- _What to do_:
Extract all of the entries and set them down verbatim.
— start of Material provided —
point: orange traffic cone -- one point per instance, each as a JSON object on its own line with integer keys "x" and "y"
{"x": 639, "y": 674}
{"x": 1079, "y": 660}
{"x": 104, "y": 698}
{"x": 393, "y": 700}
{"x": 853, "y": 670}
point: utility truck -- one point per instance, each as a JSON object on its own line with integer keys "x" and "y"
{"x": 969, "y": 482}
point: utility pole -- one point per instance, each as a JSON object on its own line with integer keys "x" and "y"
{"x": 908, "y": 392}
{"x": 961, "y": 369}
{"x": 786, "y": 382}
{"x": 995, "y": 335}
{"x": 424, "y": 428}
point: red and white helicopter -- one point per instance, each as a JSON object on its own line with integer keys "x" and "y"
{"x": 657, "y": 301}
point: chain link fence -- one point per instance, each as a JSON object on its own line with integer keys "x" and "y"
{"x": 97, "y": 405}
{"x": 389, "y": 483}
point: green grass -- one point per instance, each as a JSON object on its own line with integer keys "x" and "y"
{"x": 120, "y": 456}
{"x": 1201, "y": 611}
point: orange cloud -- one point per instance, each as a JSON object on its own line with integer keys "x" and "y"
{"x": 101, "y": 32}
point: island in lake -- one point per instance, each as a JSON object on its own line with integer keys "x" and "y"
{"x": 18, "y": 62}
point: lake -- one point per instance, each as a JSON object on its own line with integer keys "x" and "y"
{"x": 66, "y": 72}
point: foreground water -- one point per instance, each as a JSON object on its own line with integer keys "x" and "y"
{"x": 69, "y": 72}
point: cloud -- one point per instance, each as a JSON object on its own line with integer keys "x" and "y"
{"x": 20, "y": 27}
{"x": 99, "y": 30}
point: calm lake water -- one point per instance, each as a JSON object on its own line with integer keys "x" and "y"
— end of Material provided —
- _Response to this exercise_:
point: orange traffic cone -- one point per instance, each as a JSON object on its own line with integer keys "x" and "y"
{"x": 639, "y": 674}
{"x": 1079, "y": 660}
{"x": 104, "y": 698}
{"x": 393, "y": 700}
{"x": 853, "y": 670}
point: utility truck -- one point per instance, each as a JSON object on its own line with integer keys "x" and "y"
{"x": 969, "y": 482}
point: utility pole -- one point per instance, each as a JSON object on its own line with integer keys "x" and "y"
{"x": 908, "y": 392}
{"x": 961, "y": 369}
{"x": 786, "y": 382}
{"x": 995, "y": 335}
{"x": 424, "y": 428}
point: red and white helicopter -- one point per instance, each as a JSON object on its own line with integer keys "x" and "y"
{"x": 657, "y": 301}
point: chain link fence -- one point per instance, each as a JSON object on its own line with integer keys "x" and "y"
{"x": 97, "y": 405}
{"x": 389, "y": 483}
point: green grass -- one point per instance, each as a JSON object on its own line with integer keys "x" and "y"
{"x": 120, "y": 456}
{"x": 1201, "y": 611}
point: orange cloud -- one point per instance, each as a JSON object on its own line with integer keys "x" and "y"
{"x": 101, "y": 32}
point: island in lake -- one point per instance, each as a JSON object on its own line with integer keys "x" and "y"
{"x": 18, "y": 62}
point: lake -- one point per instance, each as a JSON object on its own line with integer keys "x" and "y"
{"x": 66, "y": 72}
point: foreground water -- one point per instance, each as a JSON object on its own line with integer keys "x" and "y"
{"x": 69, "y": 72}
point: cloud -- one point per instance, each as a JSON object on its own line with integer keys "x" and "y"
{"x": 20, "y": 27}
{"x": 99, "y": 30}
point: calm lake water -- one point per instance, each as a JSON object on its own line with integer keys "x" and "y"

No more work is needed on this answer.